— Start of Excerpted records —

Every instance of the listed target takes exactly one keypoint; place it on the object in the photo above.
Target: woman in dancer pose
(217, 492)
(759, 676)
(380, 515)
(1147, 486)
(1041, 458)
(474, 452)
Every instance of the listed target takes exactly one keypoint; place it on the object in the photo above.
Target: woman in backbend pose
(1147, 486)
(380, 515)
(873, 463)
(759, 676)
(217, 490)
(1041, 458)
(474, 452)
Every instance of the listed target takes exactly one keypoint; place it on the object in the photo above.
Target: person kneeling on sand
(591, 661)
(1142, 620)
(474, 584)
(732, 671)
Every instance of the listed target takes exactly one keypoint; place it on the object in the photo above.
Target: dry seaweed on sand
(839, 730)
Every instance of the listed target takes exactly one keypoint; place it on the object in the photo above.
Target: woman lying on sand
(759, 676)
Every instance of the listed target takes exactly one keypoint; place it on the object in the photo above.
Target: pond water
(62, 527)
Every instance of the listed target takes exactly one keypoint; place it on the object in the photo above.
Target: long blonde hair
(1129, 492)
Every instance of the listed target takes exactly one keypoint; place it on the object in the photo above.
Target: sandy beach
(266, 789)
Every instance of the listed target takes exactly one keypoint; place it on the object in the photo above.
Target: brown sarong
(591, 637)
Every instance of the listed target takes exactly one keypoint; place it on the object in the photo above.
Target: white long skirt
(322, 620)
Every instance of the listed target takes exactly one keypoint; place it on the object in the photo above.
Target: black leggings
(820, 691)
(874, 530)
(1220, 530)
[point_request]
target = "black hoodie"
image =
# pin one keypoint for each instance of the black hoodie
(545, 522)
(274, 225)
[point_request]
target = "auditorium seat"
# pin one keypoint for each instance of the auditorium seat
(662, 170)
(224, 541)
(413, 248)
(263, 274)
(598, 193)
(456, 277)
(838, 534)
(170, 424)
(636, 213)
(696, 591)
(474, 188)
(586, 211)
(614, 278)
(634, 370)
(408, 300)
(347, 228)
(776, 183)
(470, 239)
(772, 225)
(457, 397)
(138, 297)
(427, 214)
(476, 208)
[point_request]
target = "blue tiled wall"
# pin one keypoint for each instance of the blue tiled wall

— End of Excerpted records —

__Required task__
Write all of the records out again exactly.

__Result of the task__
Every instance of the listed target takes exactly one keypoint; place it on the object in the photo above.
Target: woman in dancer pose
(217, 492)
(759, 676)
(380, 515)
(1147, 486)
(1041, 458)
(474, 452)
Every instance of the listed target takes exactly one keypoint; place it on the object in the photo above.
Target: woman in backbend pose
(1147, 486)
(380, 515)
(873, 463)
(759, 676)
(217, 490)
(1041, 458)
(474, 452)
Every instance of the listed target takes exactly one keypoint; place it on the object in the photo above.
Target: person kneeling on sand
(591, 661)
(1142, 620)
(474, 584)
(732, 671)
Every instance of the listed target takes exactly one keypoint; place it on the object in the photo above.
Target: dry seaweed on sand
(839, 730)
Every instance of the listed target takes exactly one keypoint; place it on the object in the photo above.
Target: woman lying on sand
(759, 676)
Every instance of the listed target takes exactly one keypoint; place it on the object in the photo above.
Target: pond water
(62, 527)
Every instance of the listed target takes exactly one keypoint; place it on the object in the photo above.
Target: long blonde hair
(1129, 492)
Every instance of the listed target takes exactly one keypoint; place it on the object in the photo above.
Target: sandy beach
(266, 789)
Every instance of the listed target takes exactly one keypoint; place it on the object in the photo above.
Target: brown sarong
(591, 637)
Every instance of the listed target takes exactly one keypoint; place it on the object in the photo above.
Target: white long skirt
(322, 620)
Every instance of the listed target takes exactly one keypoint; place it on the object in the photo above.
Target: black leggings
(820, 691)
(874, 530)
(1220, 530)
[point_request]
target = "black hoodie"
image =
# pin one keypoint for each instance of the black hoodie
(545, 522)
(274, 225)
[point_request]
target = "auditorium seat"
# pin one keypoint for each instance of the auditorium seat
(662, 170)
(224, 541)
(413, 248)
(263, 274)
(598, 193)
(456, 277)
(838, 534)
(170, 424)
(636, 213)
(696, 591)
(474, 188)
(586, 211)
(614, 278)
(634, 370)
(408, 300)
(347, 228)
(776, 183)
(470, 239)
(772, 225)
(457, 397)
(138, 297)
(427, 214)
(476, 208)
[point_request]
target = "blue tiled wall"
# pin one keypoint for each instance of the blue tiled wall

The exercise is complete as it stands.